Excerpts from a dataset
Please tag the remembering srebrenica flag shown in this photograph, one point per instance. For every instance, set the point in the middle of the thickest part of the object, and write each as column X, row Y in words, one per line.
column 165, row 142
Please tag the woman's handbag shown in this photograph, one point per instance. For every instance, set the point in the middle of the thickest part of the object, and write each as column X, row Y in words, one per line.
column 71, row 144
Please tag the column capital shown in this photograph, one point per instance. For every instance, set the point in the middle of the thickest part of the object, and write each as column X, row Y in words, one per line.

--

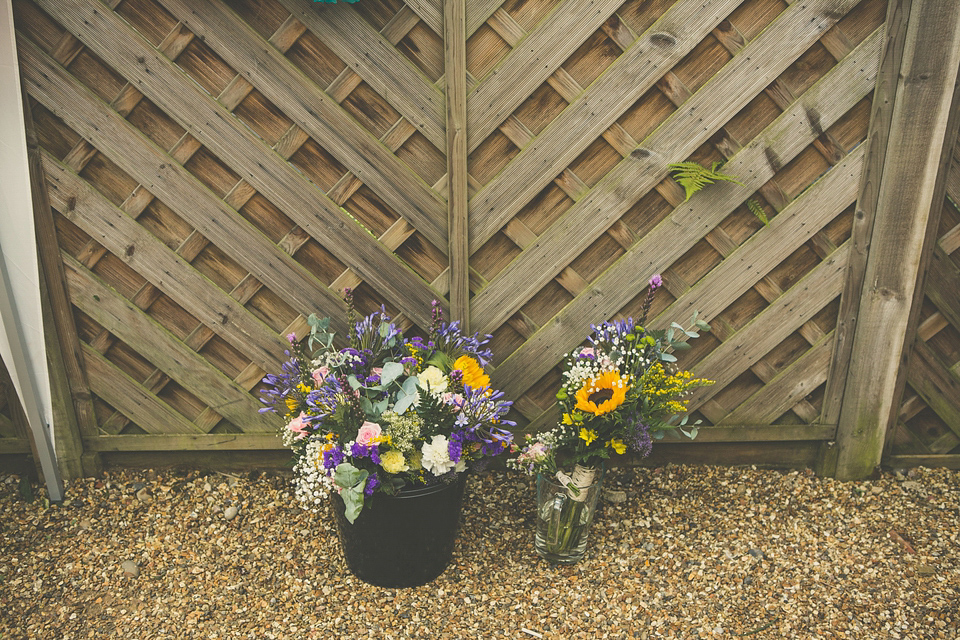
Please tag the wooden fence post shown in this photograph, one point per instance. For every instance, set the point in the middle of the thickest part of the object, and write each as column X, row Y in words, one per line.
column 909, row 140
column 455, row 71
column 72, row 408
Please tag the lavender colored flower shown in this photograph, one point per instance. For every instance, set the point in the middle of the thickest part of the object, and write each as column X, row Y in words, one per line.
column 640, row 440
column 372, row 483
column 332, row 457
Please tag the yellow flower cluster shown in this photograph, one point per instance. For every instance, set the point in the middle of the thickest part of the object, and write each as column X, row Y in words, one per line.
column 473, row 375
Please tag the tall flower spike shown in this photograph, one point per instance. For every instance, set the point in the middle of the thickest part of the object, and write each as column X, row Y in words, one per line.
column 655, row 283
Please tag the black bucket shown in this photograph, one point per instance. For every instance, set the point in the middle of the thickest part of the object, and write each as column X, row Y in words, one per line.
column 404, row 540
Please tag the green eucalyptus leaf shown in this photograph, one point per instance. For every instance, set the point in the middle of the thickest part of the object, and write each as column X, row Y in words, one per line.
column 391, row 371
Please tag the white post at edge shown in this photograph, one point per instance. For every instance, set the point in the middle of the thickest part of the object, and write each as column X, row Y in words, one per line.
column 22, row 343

• [Exercise objective]
Copy out only the lines above from the one with "Please tag the remembering" to the one with "Please tag the column", inclusive, exactly as they stand.

• [Written answer]
Please tag the remembering srebrenica flag shown in this photograph, one point per instance. For every instance, set the point in the middle of the thickest part of the object, and write each as column X, row Y in words, one per line.
column 165, row 142
Please tag the woman's handbag shown in this photograph, one point per instance. For every instance, set the point in the middle of the thickest part of the object, and write each as column X, row Y in words, one per line.
column 71, row 144
Please tag the column capital shown in this photograph, one point per instance. For every instance, set the point in the middle of the thickest part of the object, and write each as column X, row Y in words, one per line.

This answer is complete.